There was an audible gasp when Pastor Tim Christenson announced at church that Merv Olson died a couple days earlier, on June 13.
Rev. Merv Olson served as pastor of Gold Hill Lutheran Church in Butte through most of the 1990s before he and his wife, Joyce, retired, moving to a new home they built along the Yellowstone River, north of Gardiner, and opening a bed and breakfast business. They later retired again, moving to Bozeman.
Merv had a long career as a Lutheran clergyman, taking a number of “interim” assignments in his retirement years, and wherever he went he became known as a real character. I’d guess there are people all over Montana telling Pastor Merv stories as they mourn his death.
We had the common experience of growing up on southern Minnesota farms and when Merv’s sermon was on the Parable of the Mustard Seed, he’d look at me and wink, because as farm boys, we both walked grain fields to pull wild mustard plants, back before farmers dumped chemicals on fields for seemingly everything.
Merv was an enthusiastic hunter. During his years in Butte we got together a couple times to tramp a creek bottom in search of pheasants, though looking back at those hunts, I don’t think we ever fired a shot at a pheasant.
After Merv retired we’d annually get together to hunt wild turkeys in the Big Timber area, where he’d gotten acquainted with landowners on another of those interim assignments. Our hunting success was defined by good conversation and enjoying quality time. Unfortunately, we never scored a strutting turkey in our hunts, though one year we actually got a couple shots.

→ CHALLENGES:
- 1) Decide whether each statement below agrees with the remembrance of Merv Olson, answering yes or no and quoting the words of that piece that settle it. (a) Merv and Joyce opened a bed and breakfast after settling along the Yellowstone River. (b) The writer and Merv brought down several pheasants on their creek-bottom hunts. (c) Merv grew up on a farm in northern Minnesota.
- 2) Carry the remembrance of Merv Olson forward, picking up right after its last sentence.

→ DATA LINES:

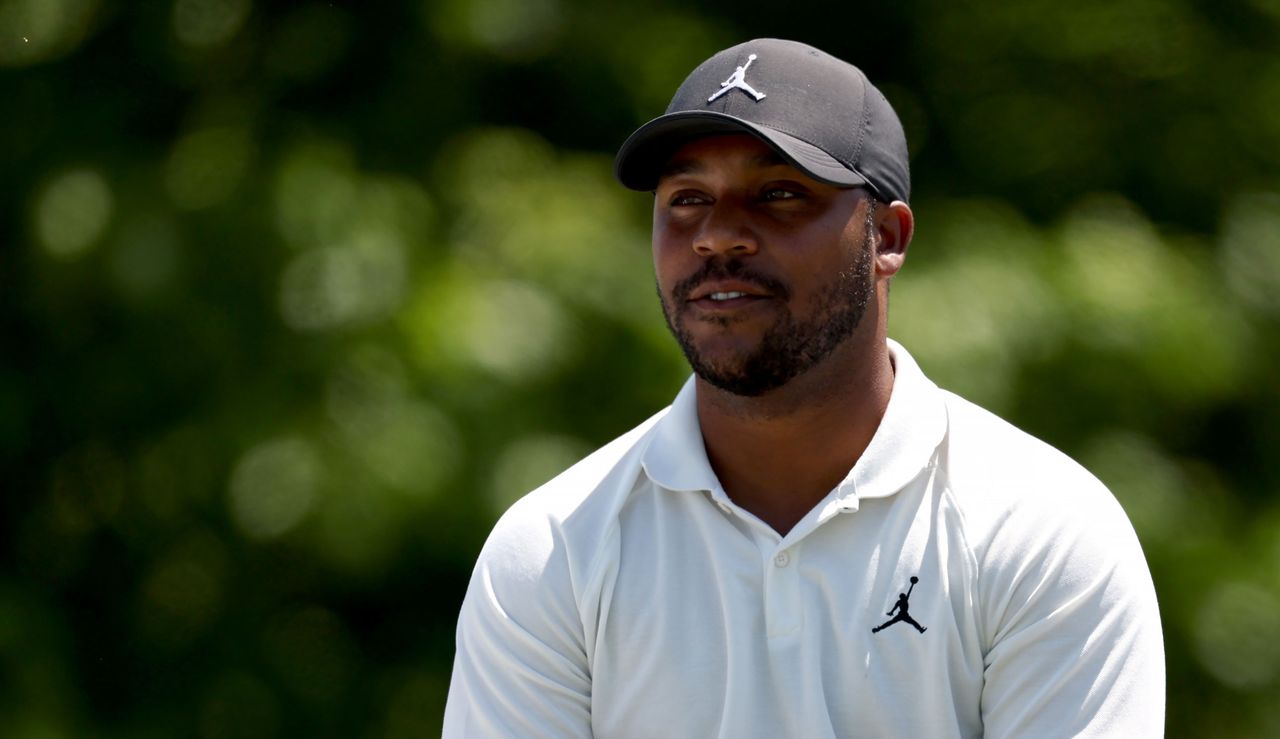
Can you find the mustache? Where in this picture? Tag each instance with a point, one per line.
(728, 269)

→ ANSWERS FOR THE TASKS:
- 1)
(a) Yes: "moving to a new home they built along the Yellowstone River, north of Gardiner, and opening a bed and breakfast business."
(b) No: "I don’t think we ever fired a shot at a pheasant."
(c) No: "We had the common experience of growing up on southern Minnesota farms"

- 2)
Merv enjoyed most hunting, but it was elk that stirred his passions. On opening day (back when firearms season opened on Sundays), you could depend on a short sermon, as he was anxious to get out for an afternoon hunt. If he had a couple days free he’d be on the road to their property at Gardiner. When he wasn’t hunting for himself he went out of his way to help others get an elk.
I never developed that passion for hunting elk, though the few I did bring home, back in the days of the Gardiner late season hunts, were through Merv’s efforts, one way or another.
My first elk came when my friend, John Banovich, and I stayed at Merv’s cabin, before they built their new home. It was a bone-chilling cold morning, but both John and I got cow elk that morning.
After Merv and Joyce moved to their new home, Merv was my guide on a couple more hunts.
On one hunt, we spotted a group of elk at the top of a talus hillside. I took a successful shot at a cow and the elk collapsed and went rolling down the rocky hillside, coming to a stop when it jammed up against a clump of sagebrush.
That elk was stuck! It was a tricky climb up the hillside and then a miserable job dislodging that dead elk from the brush. Somehow we did it and rolled the elk the rest of the way down the hill where we were able to dress it out and load it into the truck. I truly couldn’t have done it without Merv’s help.
Merv reveled in living in the heart of elk country. Daily, he’d glass the mountainside across the river from their home. Elk often raided his garden, doting on pumpkins and squash, and stripped his apple trees. Every trip into town was a scouting trip. With his signature big smile, he’d display plaster casts of grizzly bear tracks from his yard.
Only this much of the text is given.